WRITTEN PROBLEM: Write out the material again exactly, please, and omit the pictures.

# # # # # # #

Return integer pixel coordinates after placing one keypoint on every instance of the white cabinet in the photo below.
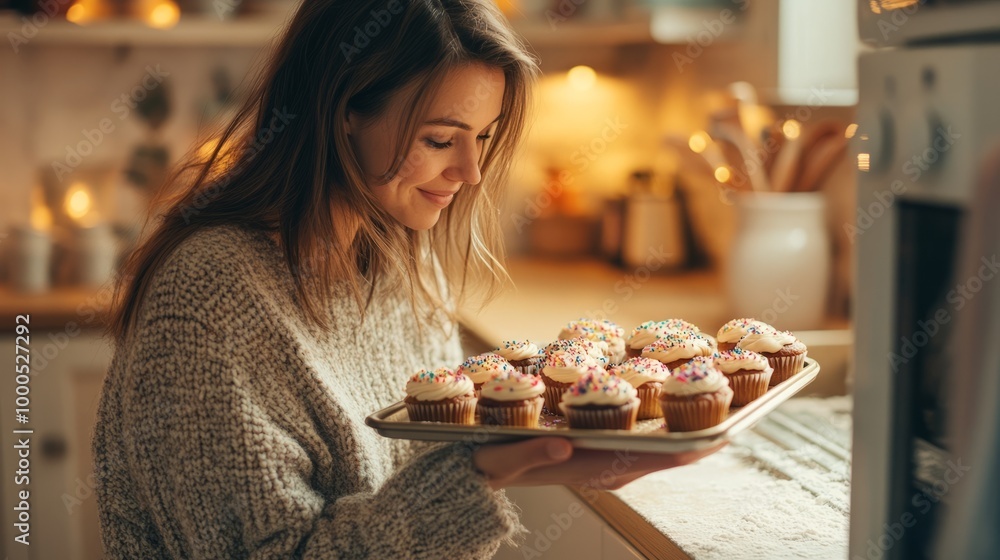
(67, 372)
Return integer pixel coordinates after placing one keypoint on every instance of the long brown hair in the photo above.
(285, 162)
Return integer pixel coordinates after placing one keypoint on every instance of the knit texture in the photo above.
(229, 427)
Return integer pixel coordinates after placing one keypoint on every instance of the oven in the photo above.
(929, 122)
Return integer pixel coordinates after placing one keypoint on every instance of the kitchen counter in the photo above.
(778, 490)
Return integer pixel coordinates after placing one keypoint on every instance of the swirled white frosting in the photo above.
(765, 340)
(736, 329)
(515, 350)
(694, 378)
(513, 386)
(596, 350)
(677, 346)
(638, 371)
(734, 360)
(601, 388)
(480, 368)
(569, 365)
(650, 331)
(438, 385)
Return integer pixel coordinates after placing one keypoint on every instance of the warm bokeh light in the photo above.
(698, 142)
(83, 12)
(722, 174)
(791, 129)
(78, 202)
(582, 77)
(164, 14)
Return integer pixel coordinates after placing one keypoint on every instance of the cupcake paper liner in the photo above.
(649, 402)
(553, 395)
(524, 415)
(462, 412)
(748, 386)
(785, 367)
(698, 413)
(617, 418)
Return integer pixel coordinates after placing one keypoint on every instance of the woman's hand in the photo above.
(554, 460)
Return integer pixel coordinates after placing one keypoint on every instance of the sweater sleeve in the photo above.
(224, 478)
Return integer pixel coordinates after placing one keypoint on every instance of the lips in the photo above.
(438, 198)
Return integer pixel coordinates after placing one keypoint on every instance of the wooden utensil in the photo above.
(819, 161)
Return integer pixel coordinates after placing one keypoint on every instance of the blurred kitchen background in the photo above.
(687, 159)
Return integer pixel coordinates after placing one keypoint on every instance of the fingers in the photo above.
(504, 463)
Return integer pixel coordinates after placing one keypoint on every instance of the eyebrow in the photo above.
(456, 124)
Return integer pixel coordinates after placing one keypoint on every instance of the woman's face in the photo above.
(446, 152)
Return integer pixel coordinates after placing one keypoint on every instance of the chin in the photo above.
(423, 221)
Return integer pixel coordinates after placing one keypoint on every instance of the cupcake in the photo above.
(522, 354)
(783, 351)
(605, 332)
(560, 371)
(601, 401)
(480, 368)
(748, 373)
(596, 350)
(695, 396)
(512, 398)
(675, 349)
(647, 376)
(440, 396)
(731, 333)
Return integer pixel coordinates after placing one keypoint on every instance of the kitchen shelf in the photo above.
(191, 31)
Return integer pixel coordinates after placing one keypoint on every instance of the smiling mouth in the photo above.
(441, 199)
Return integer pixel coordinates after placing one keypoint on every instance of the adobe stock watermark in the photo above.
(581, 158)
(30, 27)
(122, 107)
(656, 258)
(280, 119)
(921, 503)
(958, 297)
(711, 30)
(363, 34)
(541, 540)
(913, 168)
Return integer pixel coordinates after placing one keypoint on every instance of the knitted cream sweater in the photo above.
(230, 428)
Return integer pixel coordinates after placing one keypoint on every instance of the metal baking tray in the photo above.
(647, 435)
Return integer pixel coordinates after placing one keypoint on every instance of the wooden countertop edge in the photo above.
(635, 530)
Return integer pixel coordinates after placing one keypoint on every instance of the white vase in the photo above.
(778, 270)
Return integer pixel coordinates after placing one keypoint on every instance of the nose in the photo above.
(465, 167)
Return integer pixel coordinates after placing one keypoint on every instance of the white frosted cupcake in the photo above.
(561, 370)
(647, 376)
(731, 333)
(601, 401)
(748, 372)
(783, 351)
(695, 396)
(440, 396)
(651, 331)
(482, 367)
(599, 331)
(524, 355)
(675, 349)
(512, 399)
(596, 350)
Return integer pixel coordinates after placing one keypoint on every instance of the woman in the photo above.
(303, 272)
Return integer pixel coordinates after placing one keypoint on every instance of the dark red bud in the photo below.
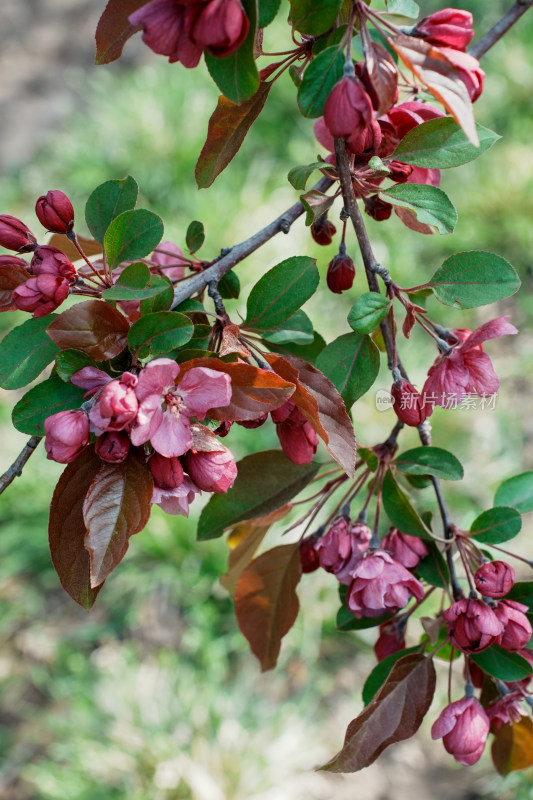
(323, 230)
(340, 275)
(14, 235)
(54, 211)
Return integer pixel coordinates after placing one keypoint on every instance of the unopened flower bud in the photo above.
(211, 471)
(409, 406)
(41, 295)
(55, 212)
(167, 472)
(377, 208)
(348, 109)
(113, 446)
(494, 579)
(463, 727)
(14, 235)
(54, 262)
(66, 435)
(340, 274)
(450, 27)
(323, 230)
(308, 554)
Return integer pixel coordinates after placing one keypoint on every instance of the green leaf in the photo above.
(307, 352)
(267, 12)
(49, 397)
(135, 283)
(433, 568)
(229, 286)
(236, 75)
(497, 525)
(298, 176)
(195, 236)
(351, 362)
(314, 16)
(280, 292)
(400, 511)
(432, 206)
(441, 144)
(502, 664)
(161, 301)
(160, 332)
(430, 461)
(319, 79)
(366, 314)
(132, 235)
(315, 203)
(516, 492)
(25, 352)
(298, 329)
(70, 361)
(107, 202)
(347, 622)
(265, 481)
(474, 278)
(380, 673)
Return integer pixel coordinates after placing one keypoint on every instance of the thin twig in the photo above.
(501, 28)
(15, 470)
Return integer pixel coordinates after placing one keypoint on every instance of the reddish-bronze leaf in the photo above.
(117, 505)
(227, 128)
(254, 391)
(67, 530)
(266, 603)
(431, 67)
(321, 405)
(410, 220)
(395, 714)
(114, 30)
(512, 748)
(94, 327)
(231, 343)
(89, 246)
(243, 541)
(11, 276)
(383, 76)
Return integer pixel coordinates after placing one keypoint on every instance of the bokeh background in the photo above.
(154, 695)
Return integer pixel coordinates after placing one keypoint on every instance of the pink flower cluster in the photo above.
(158, 407)
(50, 272)
(183, 29)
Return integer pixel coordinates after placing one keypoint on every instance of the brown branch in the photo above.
(239, 252)
(15, 470)
(502, 26)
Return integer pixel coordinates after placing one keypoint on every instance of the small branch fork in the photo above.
(15, 470)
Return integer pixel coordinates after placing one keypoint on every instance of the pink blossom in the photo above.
(213, 471)
(463, 727)
(408, 550)
(66, 435)
(342, 547)
(116, 406)
(167, 30)
(166, 408)
(177, 500)
(473, 625)
(380, 585)
(467, 369)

# # # # # # #

COMPLETED TASK:
Return integer pixel coordinates after placing one keypoint on every instance of the white cabinet in the photo below.
(67, 372)
Return integer pixel coordinates after placing one keypoint on every instance of the long brown hair in the photo above.
(285, 162)
Return integer pixel coordinates after placing one keypoint on every instance of the knit texture in the photo above.
(229, 427)
Return integer pixel coordinates after placing one keypoint on every instance of the oven in the photo above.
(929, 122)
Return integer pixel coordinates after placing one keypoint on every instance of the kitchen counter in the photo above.
(778, 490)
Return integer pixel coordinates after placing one keypoint on every instance of the swirled white frosting in the photo above.
(765, 340)
(736, 329)
(515, 350)
(694, 378)
(513, 386)
(596, 350)
(677, 346)
(638, 371)
(734, 360)
(601, 388)
(480, 368)
(569, 365)
(650, 331)
(438, 385)
Return integer pixel coordinates after placing one keypoint on every instance of the warm bokeh light in the photo above.
(698, 142)
(83, 12)
(722, 174)
(791, 129)
(78, 202)
(582, 77)
(164, 14)
Return integer pixel coordinates after placing one keypoint on every instance of the cupcake paper liner in the photo above.
(649, 402)
(553, 395)
(524, 415)
(462, 412)
(748, 386)
(785, 367)
(698, 413)
(617, 418)
Return integer pixel coordinates after placing one keypoint on every instance of the woman's hand in the photo above.
(554, 460)
Return integer pixel coordinates after placing one keypoint on every instance of the sweater sleeve in the photo above.
(224, 478)
Return integer pixel coordinates after placing one keypoint on every instance of the lips in the photo above.
(438, 198)
Return integer pixel coordinates after placing one keypoint on every instance of the wooden utensil in the photo above.
(819, 161)
Return integer pixel coordinates after placing one keypoint on every instance of the blurred kitchen background in the photo above.
(687, 159)
Return integer pixel coordinates after placing one keypoint on every instance of the fingers in the photo above.
(504, 463)
Return integer pixel coordinates after placing one keypoint on every instance of the eyebrow in the photo above.
(456, 124)
Return integer pixel coordinates after placing one keypoint on every instance of the woman's face in the photo above.
(446, 152)
Return integer pixel coordinates after placing one keypoint on every instance of the chin in the photo above.
(423, 221)
Return integer pixel coordinates after placing one keypoint on every instance of the cupcake in the photo above.
(522, 354)
(783, 351)
(605, 332)
(560, 371)
(601, 401)
(480, 368)
(748, 373)
(596, 350)
(695, 396)
(512, 398)
(675, 349)
(647, 376)
(440, 396)
(731, 333)
Return integer pixel coordinates after placing one keypoint on every instance of the kitchen shelf in the photo above.
(191, 31)
Return integer pixel coordinates after placing one keypoint on every instance of the smiling mouth in the photo above.
(441, 199)
Return integer pixel coordinates after placing one keypoint on every instance of the adobe stock watermark in the photo above.
(581, 158)
(30, 27)
(122, 107)
(656, 258)
(280, 119)
(921, 503)
(958, 297)
(711, 30)
(363, 34)
(541, 540)
(913, 168)
Return integer pixel coordinates after placing one keypoint on every instance of the knitted cream sweater in the photo above.
(230, 428)
Return integer pixel coordinates after placing one keypoint on every instance of the metal baking tray in the photo above.
(647, 435)
Return integer pixel coordinates after placing one keypoint on every instance of the wooden countertop edge in the photo above.
(635, 530)
Return integer pixel coordinates after placing one keypoint on every instance of the white vase in the photo above.
(778, 270)
Return integer pixel coordinates after placing one keypoint on every instance of the nose in the photo above.
(465, 167)
Return integer pixel coordinates after placing one keypoint on every instance of the white frosted cupcake in the photo above.
(561, 370)
(647, 376)
(731, 333)
(601, 401)
(748, 372)
(783, 351)
(695, 396)
(440, 396)
(651, 331)
(482, 367)
(599, 331)
(524, 355)
(675, 349)
(512, 399)
(596, 350)
Return integer pixel coordinates after placing one keypoint on every instance of the woman in the photo above.
(303, 272)
Return integer pixel coordinates after placing one keypoint on every instance of the dark red bud in the photo below.
(323, 230)
(340, 275)
(14, 235)
(54, 211)
Return integer pixel coordinates after placing one keypoint on every instance of the unopened flower bud in the photo above.
(211, 471)
(409, 406)
(41, 295)
(55, 212)
(167, 472)
(377, 208)
(348, 109)
(113, 446)
(494, 579)
(463, 727)
(14, 235)
(54, 262)
(66, 435)
(340, 274)
(450, 27)
(323, 230)
(308, 554)
Return integer pixel coordinates after placing one keypoint on every instance of the green leaf in the photo above.
(307, 352)
(267, 12)
(49, 397)
(135, 283)
(433, 568)
(229, 286)
(236, 75)
(497, 525)
(298, 176)
(195, 236)
(351, 362)
(314, 16)
(280, 292)
(400, 511)
(432, 206)
(441, 144)
(502, 664)
(161, 301)
(160, 332)
(430, 461)
(319, 79)
(366, 314)
(132, 235)
(315, 203)
(516, 492)
(25, 352)
(298, 329)
(70, 361)
(107, 202)
(347, 622)
(265, 481)
(474, 278)
(380, 673)
Return integer pixel coordinates after placing one keypoint on every instance of the thin twig in the photo above.
(501, 28)
(15, 470)
Return integer pixel coordinates after placing one keypoint on every instance of the reddish-bronze leaf in the photo above.
(117, 505)
(227, 128)
(254, 391)
(67, 530)
(266, 603)
(431, 67)
(321, 405)
(410, 220)
(395, 714)
(114, 30)
(512, 748)
(94, 327)
(231, 343)
(89, 246)
(243, 541)
(11, 276)
(383, 76)
Return integer pixel coordinates after placing one keypoint on every instance of the bokeh background in the photo above.
(154, 695)
Return integer pixel coordinates after placing one keypoint on every instance of the pink flower cluster in the photo above.
(158, 407)
(50, 272)
(183, 29)
Return integer pixel coordinates after placing one keypoint on every instance of the brown branch in the photo above.
(239, 252)
(15, 470)
(502, 26)
Return integer pixel coordinates after placing one keypoint on every instance of the small branch fork in the photo above.
(15, 470)
Return integer pixel coordinates after placing one keypoint on every instance of the pink blossom in the photo above.
(213, 471)
(463, 727)
(408, 550)
(66, 435)
(342, 547)
(116, 406)
(167, 30)
(166, 408)
(177, 500)
(473, 625)
(380, 585)
(467, 369)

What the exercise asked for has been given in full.